Extract to read:
>>>>

Re: User-defined aggregate functions in LucidDB -- a straw-man design

John Sichi
Administrator
Thanks Julian; let's get the next draft into the wiki to make it easier
to collect review commments.

Just for fun, here's an example UDAF from Hive, which uses a similar but
not identical interface:

http://svn.apache.org/repos/asf/hadoop/hive/trunk/contrib/src/java/org/apache/hadoop/hive/contrib/udaf/example/UDAFExampleAvg.java

Julian and I talked offline about a mechanism for reusing the existing
UDF method resolution mechanism:  the user can provide a static factory
method which is capable of instantiating the Aggregate interface; this
static method entry point is what will get referenced in the usual
EXTERNAL NAME clause of CREATE AGGREGATE FUNCTION.  We'll invoke this
via reflection during query preparation (for type derivation), and again
later during query execution (as we initialize for processing rows).
The codegen for execution is going to have to take care of calling the
various getters for multi-valued return.

For the interface names/packaging and Field type specifications, we'll
want to be careful in defining and exposing them, since they could be
reused later as the basis for the kind of programmatic metadata
derivation facility Julian has requested for UDX's in the past (as
opposed to today's purely declarative facility).

JVS

Julian Hyde wrote:

> Nick Goodman and I discussed a couple of weeks ago how we would add
> user-defined aggregate functions to Eigenbase (and therefore to LucidDB
> and DynamoDB).
>  
> I've come up with a rough design for how these might look to the DBA
> (installing the user-defined aggregates), SQL developer (writing the
> queries) and java developer (implementing the user-defined aggregates as
> java classes). I'd like your feedback.
>  
> We could have implemented user-defined aggregates in C or C++, but we
> discounted that possibility for now. Even though C/C++ would be a bit
> faster, and we would be easier to integrate into existing XOs, it is
> painful to write C/C++ code, compile it, link and integrate into
> LucidDB, and debug the inevitable crashes and memory leaks. To use these
> aggregations implemented in Java, we will need to write some new
> execution objects (XOs) that can do aggregation in Java, but that's a
> topic for another email thread.
>  
> As often happens, there are simple core requirements that could be
> satisfied with a simple design, and t here are more complex requirements
> that require a more powerful design. The complex requirements lead us to
> create an 'Aggregate' interface that can dialog with the query
> validator, telling the validator what the aggregate function is capable
> of, and producing an implementation that meets the query's needs.

<<<<

Data shown:
>>>>

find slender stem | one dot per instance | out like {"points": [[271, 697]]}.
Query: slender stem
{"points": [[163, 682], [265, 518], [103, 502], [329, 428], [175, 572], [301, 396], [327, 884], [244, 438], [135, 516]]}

<<<<

Exercise set:
1/ In the LucidDB thread, at which two stages will the static factory method be invoked via reflection?
2/ Please print the LucidDB thread word for word from "Julian and I" to "for multi-valued return.".
Work from the LucidDB thread alone, not from the data.

Solutions per task:
1/ During query preparation, for type derivation, and again during query execution, as processing of rows is initialized.

2/
Julian and I talked offline about a mechanism for reusing the existing
UDF method resolution mechanism:  the user can provide a static factory
method which is capable of instantiating the Aggregate interface; this
static method entry point is what will get referenced in the usual
EXTERNAL NAME clause of CREATE AGGREGATE FUNCTION.  We'll invoke this
via reflection during query preparation (for type derivation), and again
later during query execution (as we initialize for processing rows).
The codegen for execution is going to have to take care of calling the
various getters for multi-valued return.